* _Objective_:
Please rewrite the part of the LG gram article that opens with the words containing "Instead of chasing" and closes with "the MacBook Air.", renaming "Apple" to "Microsoft" throughout.

* _Supplied passage_:
——————
Instead of chasing Apple on branding or ecosystem lock‑in, LG is trying to win on physics and flexibility, promising some of the lightest full‑size laptops available while still offering discrete graphics, more ports, and Windows‑first AI features. The question is whether those material and design bets are enough to pull buyers away from the familiar comfort of the MacBook Air.

LG’s 2026 Gram strategy: lighter than light, broader than Air

LG is not treating the 2026 refresh as a minor spec bump, it is positioning the new gram lineup as a statement about what an ultraportable Windows laptop can be. The company is expanding the family into distinct ranges, including the LG gram Pro 16 and the LG gram Pro 17, and is explicitly targeting users who want extreme portability without giving up screen size or performance. In official materials, LG describes the 17Z90UR as “The World’s Lightest 17-inch RTX Laptop,” a claim that underscores how central weight is to the brand’s identity in 2026.

That strategy is backed up by a full slate of models that will be shown at CES, where LG Electronics plans to present the 2026 LG gram lineup as an evolution of its long pursuit of portability and performance. The company highlights that the LG gram Pro 17 packs the performance of a 17‑inch RTX laptop into a chassis that still qualifies as ultra‑light, and it frames the entire range as the latest step in a “long pursuit of ultimate portability” for the gram series, including the 17Z90UR and its RTX configuration.
——————
(Pointing dataset excerpts)
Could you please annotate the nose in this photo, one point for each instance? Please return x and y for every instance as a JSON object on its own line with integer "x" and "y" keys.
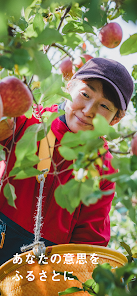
{"x": 90, "y": 109}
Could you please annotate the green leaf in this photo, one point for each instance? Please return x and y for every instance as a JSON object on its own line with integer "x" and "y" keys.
{"x": 22, "y": 23}
{"x": 134, "y": 72}
{"x": 123, "y": 146}
{"x": 132, "y": 214}
{"x": 87, "y": 195}
{"x": 129, "y": 46}
{"x": 26, "y": 146}
{"x": 30, "y": 32}
{"x": 70, "y": 290}
{"x": 101, "y": 124}
{"x": 40, "y": 65}
{"x": 6, "y": 62}
{"x": 126, "y": 247}
{"x": 49, "y": 36}
{"x": 20, "y": 56}
{"x": 9, "y": 192}
{"x": 133, "y": 162}
{"x": 38, "y": 23}
{"x": 27, "y": 173}
{"x": 67, "y": 153}
{"x": 72, "y": 40}
{"x": 96, "y": 17}
{"x": 78, "y": 27}
{"x": 71, "y": 139}
{"x": 51, "y": 85}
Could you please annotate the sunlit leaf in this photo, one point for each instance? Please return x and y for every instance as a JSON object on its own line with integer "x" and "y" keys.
{"x": 9, "y": 193}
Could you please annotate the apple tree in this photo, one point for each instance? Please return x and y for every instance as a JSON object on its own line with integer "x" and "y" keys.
{"x": 36, "y": 39}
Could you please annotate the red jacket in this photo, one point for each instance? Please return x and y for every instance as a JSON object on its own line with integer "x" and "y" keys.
{"x": 90, "y": 225}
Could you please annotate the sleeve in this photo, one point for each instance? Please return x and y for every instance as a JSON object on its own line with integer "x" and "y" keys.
{"x": 93, "y": 224}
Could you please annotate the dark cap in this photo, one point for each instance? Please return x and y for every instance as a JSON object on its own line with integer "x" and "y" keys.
{"x": 113, "y": 73}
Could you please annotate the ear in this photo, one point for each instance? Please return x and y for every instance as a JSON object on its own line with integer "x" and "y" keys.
{"x": 117, "y": 119}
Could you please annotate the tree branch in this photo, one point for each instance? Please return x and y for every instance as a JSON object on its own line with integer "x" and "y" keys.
{"x": 62, "y": 18}
{"x": 5, "y": 172}
{"x": 62, "y": 48}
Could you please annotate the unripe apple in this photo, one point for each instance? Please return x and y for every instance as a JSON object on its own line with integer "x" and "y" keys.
{"x": 78, "y": 61}
{"x": 111, "y": 35}
{"x": 6, "y": 128}
{"x": 66, "y": 68}
{"x": 134, "y": 145}
{"x": 15, "y": 95}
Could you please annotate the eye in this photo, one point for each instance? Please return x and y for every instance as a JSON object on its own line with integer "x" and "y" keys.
{"x": 85, "y": 95}
{"x": 104, "y": 106}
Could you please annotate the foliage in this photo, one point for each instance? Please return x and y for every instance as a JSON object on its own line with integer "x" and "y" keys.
{"x": 30, "y": 36}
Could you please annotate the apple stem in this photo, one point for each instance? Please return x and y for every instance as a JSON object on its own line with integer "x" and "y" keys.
{"x": 62, "y": 18}
{"x": 62, "y": 48}
{"x": 13, "y": 137}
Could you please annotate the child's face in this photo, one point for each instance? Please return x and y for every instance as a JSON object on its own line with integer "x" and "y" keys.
{"x": 87, "y": 101}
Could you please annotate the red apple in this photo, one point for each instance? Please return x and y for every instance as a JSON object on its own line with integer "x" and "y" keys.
{"x": 66, "y": 68}
{"x": 78, "y": 61}
{"x": 111, "y": 35}
{"x": 6, "y": 128}
{"x": 15, "y": 95}
{"x": 134, "y": 145}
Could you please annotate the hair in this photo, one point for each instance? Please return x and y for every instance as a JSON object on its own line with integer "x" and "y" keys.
{"x": 108, "y": 91}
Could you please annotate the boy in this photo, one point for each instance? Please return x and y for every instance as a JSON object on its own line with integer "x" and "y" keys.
{"x": 101, "y": 86}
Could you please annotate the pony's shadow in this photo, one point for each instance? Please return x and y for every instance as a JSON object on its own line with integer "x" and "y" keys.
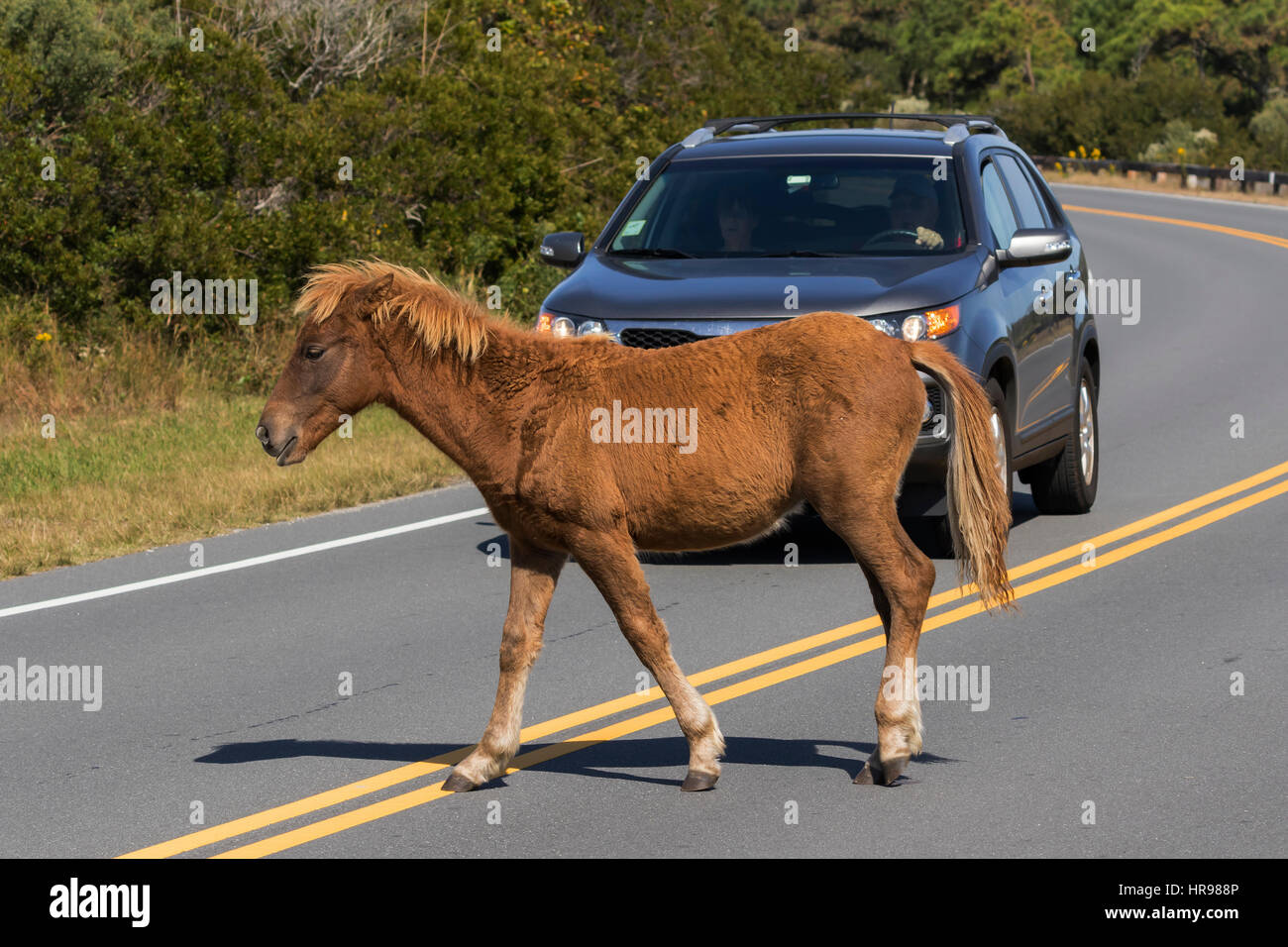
{"x": 599, "y": 761}
{"x": 814, "y": 543}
——————
* _Final result_:
Instead of chasing Microsoft on branding or ecosystem lock‑in, LG is trying to win on physics and flexibility, promising some of the lightest full‑size laptops available while still offering discrete graphics, more ports, and Windows‑first AI features. The question is whether those material and design bets are enough to pull buyers away from the familiar comfort of the MacBook Air.